[Some listing]

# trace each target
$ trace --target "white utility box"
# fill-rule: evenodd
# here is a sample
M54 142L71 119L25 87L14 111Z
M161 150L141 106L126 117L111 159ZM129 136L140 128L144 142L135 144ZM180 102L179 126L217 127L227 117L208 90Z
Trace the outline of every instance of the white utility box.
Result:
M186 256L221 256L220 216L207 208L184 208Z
---
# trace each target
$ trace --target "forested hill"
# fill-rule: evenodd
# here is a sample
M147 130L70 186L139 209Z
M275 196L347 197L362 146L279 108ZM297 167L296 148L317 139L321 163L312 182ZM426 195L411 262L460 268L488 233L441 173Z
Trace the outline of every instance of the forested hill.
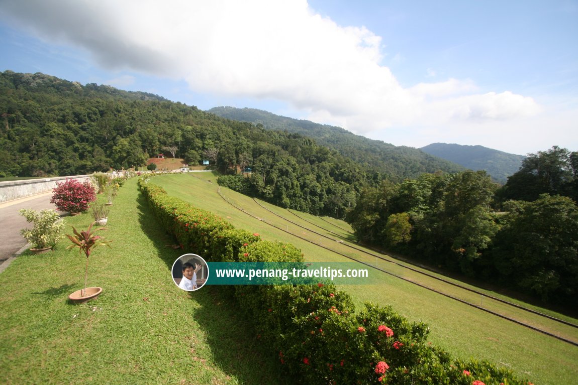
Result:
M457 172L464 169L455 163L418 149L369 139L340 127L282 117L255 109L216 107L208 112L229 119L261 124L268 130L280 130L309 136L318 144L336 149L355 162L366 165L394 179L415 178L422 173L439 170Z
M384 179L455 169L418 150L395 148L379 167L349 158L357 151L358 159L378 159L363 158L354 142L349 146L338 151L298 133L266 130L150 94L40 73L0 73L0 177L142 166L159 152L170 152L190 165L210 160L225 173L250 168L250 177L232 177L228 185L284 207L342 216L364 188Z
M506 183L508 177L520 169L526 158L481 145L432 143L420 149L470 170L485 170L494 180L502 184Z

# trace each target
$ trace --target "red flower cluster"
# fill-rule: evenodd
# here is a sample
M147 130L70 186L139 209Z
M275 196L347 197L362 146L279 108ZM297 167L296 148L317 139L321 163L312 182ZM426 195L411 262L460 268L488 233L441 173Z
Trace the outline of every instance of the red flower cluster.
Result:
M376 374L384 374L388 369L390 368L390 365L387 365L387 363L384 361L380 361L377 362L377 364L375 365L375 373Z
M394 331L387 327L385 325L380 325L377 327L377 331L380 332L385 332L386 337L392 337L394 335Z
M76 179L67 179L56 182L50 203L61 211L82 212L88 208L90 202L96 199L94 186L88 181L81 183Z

- Exercise brief -
Please count the lines in the listing above that contain the word "every", treating uppercase and lowercase as different. Give only the number.

- Result for this task -
3